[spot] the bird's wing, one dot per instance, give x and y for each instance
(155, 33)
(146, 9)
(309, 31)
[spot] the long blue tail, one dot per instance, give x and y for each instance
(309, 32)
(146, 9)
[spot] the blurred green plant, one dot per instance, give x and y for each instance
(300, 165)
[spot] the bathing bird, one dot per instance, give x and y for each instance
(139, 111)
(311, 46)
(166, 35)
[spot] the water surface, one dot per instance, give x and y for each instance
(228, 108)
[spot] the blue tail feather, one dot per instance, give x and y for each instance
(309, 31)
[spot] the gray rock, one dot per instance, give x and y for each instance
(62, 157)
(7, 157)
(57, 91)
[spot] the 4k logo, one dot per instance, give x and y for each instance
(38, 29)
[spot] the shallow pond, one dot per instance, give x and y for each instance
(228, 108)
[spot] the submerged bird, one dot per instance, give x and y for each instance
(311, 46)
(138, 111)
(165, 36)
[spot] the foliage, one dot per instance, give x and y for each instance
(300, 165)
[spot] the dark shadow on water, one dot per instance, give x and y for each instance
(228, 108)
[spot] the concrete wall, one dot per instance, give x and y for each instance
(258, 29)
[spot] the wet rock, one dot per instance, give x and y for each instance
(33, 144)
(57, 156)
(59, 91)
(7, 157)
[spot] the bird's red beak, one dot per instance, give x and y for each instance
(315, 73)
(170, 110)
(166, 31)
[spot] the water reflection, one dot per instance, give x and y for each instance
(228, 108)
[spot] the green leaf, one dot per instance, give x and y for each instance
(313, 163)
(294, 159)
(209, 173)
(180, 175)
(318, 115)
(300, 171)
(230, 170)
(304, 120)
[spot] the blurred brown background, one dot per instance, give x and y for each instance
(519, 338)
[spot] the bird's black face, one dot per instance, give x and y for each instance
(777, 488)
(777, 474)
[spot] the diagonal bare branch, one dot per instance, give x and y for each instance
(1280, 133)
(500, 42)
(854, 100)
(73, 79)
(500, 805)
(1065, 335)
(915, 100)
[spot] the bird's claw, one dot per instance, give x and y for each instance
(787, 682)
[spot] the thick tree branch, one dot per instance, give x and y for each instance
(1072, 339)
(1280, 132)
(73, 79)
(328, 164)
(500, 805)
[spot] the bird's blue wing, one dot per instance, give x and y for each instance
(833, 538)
• • • • • • •
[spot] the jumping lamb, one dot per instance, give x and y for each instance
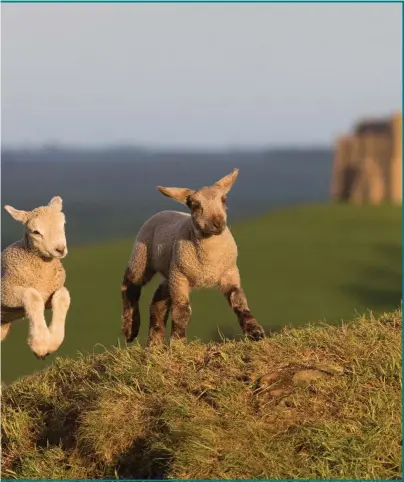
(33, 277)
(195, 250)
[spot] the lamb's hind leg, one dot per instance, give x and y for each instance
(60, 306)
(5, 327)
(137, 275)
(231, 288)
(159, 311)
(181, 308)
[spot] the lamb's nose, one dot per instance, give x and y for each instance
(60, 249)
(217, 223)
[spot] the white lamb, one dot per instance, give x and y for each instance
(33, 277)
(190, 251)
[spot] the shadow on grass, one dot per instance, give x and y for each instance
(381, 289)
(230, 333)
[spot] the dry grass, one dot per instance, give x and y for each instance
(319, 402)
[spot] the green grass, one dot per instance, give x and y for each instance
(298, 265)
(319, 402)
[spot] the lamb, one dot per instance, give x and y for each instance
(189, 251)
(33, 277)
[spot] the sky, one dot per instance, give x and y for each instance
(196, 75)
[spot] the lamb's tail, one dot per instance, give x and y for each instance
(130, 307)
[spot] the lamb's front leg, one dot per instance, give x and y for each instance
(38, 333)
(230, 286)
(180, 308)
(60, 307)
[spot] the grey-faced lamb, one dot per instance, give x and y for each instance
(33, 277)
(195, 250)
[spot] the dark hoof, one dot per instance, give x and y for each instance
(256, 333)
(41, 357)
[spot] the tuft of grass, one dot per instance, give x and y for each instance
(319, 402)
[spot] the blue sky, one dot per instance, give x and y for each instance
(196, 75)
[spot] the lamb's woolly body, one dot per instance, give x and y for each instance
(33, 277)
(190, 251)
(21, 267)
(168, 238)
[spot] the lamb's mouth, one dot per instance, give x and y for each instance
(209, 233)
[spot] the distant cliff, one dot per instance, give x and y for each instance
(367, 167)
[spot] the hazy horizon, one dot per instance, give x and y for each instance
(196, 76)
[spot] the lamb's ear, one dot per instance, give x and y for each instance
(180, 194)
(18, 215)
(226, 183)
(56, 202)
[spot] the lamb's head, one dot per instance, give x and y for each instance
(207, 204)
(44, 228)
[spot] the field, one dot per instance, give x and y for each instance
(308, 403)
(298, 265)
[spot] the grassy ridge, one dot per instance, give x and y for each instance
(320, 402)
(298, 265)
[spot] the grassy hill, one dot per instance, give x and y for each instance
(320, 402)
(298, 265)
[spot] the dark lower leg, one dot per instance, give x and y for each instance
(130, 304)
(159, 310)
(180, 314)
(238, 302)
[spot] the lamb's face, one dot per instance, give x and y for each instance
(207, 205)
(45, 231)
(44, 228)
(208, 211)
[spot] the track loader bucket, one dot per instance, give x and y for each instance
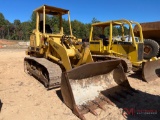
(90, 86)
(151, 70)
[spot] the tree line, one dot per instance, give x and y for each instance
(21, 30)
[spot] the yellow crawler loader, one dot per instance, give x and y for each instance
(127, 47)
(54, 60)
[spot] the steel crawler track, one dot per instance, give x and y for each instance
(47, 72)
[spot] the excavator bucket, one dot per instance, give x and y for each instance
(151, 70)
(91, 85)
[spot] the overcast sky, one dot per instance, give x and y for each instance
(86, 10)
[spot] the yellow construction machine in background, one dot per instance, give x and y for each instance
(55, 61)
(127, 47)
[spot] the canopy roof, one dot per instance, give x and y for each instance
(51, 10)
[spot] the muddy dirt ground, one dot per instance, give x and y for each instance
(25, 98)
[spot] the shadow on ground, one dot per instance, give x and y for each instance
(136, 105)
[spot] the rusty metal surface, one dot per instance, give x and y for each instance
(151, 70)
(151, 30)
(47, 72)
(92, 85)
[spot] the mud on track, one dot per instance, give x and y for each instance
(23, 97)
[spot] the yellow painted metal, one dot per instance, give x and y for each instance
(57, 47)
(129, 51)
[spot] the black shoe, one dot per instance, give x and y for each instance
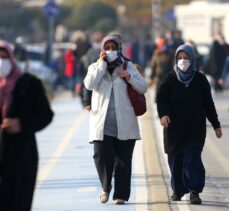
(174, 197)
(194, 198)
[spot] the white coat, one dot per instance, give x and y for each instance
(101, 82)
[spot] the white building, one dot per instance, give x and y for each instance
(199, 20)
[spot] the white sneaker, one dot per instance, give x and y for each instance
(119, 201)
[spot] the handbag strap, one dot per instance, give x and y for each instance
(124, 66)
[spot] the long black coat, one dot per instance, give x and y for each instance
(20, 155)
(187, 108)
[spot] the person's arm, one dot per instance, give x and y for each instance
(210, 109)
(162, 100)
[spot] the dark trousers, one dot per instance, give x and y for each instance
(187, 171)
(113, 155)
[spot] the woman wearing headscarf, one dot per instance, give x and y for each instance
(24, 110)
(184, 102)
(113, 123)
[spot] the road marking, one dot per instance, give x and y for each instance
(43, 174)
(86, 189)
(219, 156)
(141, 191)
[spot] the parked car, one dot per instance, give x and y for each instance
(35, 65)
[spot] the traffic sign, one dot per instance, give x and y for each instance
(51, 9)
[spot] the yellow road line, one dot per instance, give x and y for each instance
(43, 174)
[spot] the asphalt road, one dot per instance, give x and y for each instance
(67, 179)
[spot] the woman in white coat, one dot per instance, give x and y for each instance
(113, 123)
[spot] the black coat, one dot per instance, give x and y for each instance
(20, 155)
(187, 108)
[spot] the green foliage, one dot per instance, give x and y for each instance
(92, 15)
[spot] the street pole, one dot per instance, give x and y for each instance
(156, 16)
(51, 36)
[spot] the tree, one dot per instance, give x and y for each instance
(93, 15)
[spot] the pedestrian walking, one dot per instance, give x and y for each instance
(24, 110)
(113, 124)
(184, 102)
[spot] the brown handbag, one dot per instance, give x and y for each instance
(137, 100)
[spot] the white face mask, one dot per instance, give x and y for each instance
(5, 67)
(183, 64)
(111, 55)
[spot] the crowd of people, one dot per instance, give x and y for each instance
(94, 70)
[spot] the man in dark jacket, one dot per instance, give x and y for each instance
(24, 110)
• • • • • • •
■ WHAT THIS TASK INVOLVES ■
Count the lines in the rows above that contain the string "rock", matching case exactly, and give only that number.

■ TASK RESULT ■
2